| TASK |
The records are to be copied exactly and in full.

Segment Start: RECORDED INFORMATION

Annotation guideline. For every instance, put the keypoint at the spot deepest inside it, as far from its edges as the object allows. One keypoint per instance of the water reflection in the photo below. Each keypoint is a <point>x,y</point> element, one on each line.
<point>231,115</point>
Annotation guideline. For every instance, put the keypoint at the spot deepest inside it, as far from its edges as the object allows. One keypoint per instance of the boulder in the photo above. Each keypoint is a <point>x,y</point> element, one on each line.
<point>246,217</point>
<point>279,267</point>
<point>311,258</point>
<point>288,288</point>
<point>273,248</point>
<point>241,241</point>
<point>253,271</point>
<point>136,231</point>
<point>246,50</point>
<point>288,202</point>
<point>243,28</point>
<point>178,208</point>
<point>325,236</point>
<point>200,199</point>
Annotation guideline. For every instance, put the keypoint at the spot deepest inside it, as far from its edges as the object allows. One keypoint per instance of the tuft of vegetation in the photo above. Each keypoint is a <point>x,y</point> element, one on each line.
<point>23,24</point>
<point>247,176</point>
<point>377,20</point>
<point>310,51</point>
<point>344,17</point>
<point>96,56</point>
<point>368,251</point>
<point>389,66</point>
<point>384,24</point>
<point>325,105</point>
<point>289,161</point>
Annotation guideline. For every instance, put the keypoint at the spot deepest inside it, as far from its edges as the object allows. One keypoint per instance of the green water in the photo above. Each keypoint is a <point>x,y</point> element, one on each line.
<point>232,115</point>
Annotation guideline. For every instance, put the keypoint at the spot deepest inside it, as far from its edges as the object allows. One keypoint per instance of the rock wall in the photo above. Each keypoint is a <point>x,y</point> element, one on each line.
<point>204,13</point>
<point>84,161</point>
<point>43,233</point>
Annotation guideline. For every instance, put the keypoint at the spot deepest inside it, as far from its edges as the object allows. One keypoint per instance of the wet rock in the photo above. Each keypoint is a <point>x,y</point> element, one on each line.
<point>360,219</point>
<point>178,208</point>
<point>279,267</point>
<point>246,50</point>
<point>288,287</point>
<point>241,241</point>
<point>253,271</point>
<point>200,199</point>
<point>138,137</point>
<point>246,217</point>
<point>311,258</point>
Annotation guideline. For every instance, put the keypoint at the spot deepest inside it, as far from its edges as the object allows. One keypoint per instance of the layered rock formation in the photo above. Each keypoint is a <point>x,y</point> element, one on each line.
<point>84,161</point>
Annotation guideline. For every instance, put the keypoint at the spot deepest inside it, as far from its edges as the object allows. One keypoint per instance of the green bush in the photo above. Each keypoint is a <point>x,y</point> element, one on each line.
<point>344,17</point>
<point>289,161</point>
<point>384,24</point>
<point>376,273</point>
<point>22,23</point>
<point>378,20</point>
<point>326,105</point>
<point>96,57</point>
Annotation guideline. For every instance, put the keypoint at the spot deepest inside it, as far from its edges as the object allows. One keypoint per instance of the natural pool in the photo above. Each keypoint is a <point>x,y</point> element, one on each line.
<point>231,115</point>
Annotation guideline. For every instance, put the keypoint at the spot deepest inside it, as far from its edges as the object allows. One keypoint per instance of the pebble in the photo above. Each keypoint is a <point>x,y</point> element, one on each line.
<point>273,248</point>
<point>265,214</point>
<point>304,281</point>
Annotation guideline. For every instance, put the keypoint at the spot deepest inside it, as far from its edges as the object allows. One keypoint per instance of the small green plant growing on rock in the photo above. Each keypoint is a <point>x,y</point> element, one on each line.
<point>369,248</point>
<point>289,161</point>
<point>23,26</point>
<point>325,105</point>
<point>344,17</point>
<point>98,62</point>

Segment End: RECORDED INFORMATION

| REPLY |
Annotation guideline. For every instance, put the keypoint at the spot deepest inside it, as far from its edges as the object allows. One keypoint per instance of the water reflection in the photo below. Each keypoint is a <point>x,y</point> element, one on each line.
<point>231,115</point>
Annotation guideline. For every instance, put the keypoint at the spot deepest inside it, as far from its edges as the object allows. One keypoint per instance of the boulder in the photo above. Each keypoint is a <point>x,y</point> element, one on each line.
<point>246,217</point>
<point>279,267</point>
<point>311,258</point>
<point>288,288</point>
<point>273,248</point>
<point>241,241</point>
<point>253,271</point>
<point>136,231</point>
<point>246,50</point>
<point>288,202</point>
<point>243,28</point>
<point>178,208</point>
<point>325,236</point>
<point>200,199</point>
Annotation guideline. For every instance, put the keypoint at the spot deepest inside it, as far from its edges as the object allows. One keypoint per instance of the tuft of vegetation in the photo above. Each keypoint is a <point>x,y</point> element, one on each line.
<point>23,24</point>
<point>247,176</point>
<point>377,20</point>
<point>310,51</point>
<point>344,17</point>
<point>96,56</point>
<point>368,251</point>
<point>389,66</point>
<point>384,24</point>
<point>325,105</point>
<point>289,161</point>
Annotation guideline. For every instance, put the keypoint at the spot deepest inside it, as far from its edges as the object allows. One keypoint per instance of the green water in the photo above. Each keypoint is a <point>x,y</point> element, one on each line.
<point>232,115</point>
Annotation guideline. For every instance, put the keypoint at the spot deepest inside it, as far from its edges as the object allows. One keypoint per instance of the rock wall in the photo above. Each keypoint is a <point>x,y</point> element, one on each line.
<point>204,13</point>
<point>84,161</point>
<point>43,233</point>
Annotation guideline. For every instance, put the keypoint at the spot deepest inside it, as far from its edges as the object allows. One keypoint per instance of the wet rock in the photo above. Each keypoint is a <point>x,y</point> element, one on each line.
<point>360,219</point>
<point>178,208</point>
<point>279,267</point>
<point>246,50</point>
<point>288,287</point>
<point>241,241</point>
<point>253,271</point>
<point>200,199</point>
<point>138,137</point>
<point>246,217</point>
<point>311,258</point>
Annotation guideline. For every instance, put the keypoint at the spot deepest inside it, as far from its edges as the object allows. One keypoint per instance of the layered rock formation in the photo above. Each keypoint is a <point>x,y</point> element, one on each line.
<point>84,161</point>
Annotation guideline. For every instance, put the keypoint at the spot deepest inside it, as far from its edges as the object allows. One keypoint per instance of the green bush in the photo above. Each keypoint is a <point>x,y</point> element, one on each line.
<point>344,17</point>
<point>289,161</point>
<point>384,24</point>
<point>376,273</point>
<point>22,23</point>
<point>378,20</point>
<point>326,105</point>
<point>96,57</point>
Annotation guideline. For every instance, put the keypoint at the spot deepest inside it, as far from its edges as the object allows. One keypoint per instance of the natural pool in the photo above. Each keypoint is a <point>x,y</point> element, one on each line.
<point>231,115</point>
Annotation guideline. For every instance, put the keypoint at the spot deepest inside it, as far from its edges as the object allows. One keypoint per instance of the pebble in the photo above. Each keypoint is a <point>x,y</point> element, one on each line.
<point>273,248</point>
<point>265,214</point>
<point>304,281</point>
Annotation guideline. For every instance, put the keypoint at the spot deepest inside it, as far from its edges as the object allows. One keypoint per instance of the small green plant growing on rock in the photo above. Each keypoint is a <point>x,y</point> element, one on each line.
<point>369,248</point>
<point>289,161</point>
<point>23,26</point>
<point>325,105</point>
<point>344,17</point>
<point>98,62</point>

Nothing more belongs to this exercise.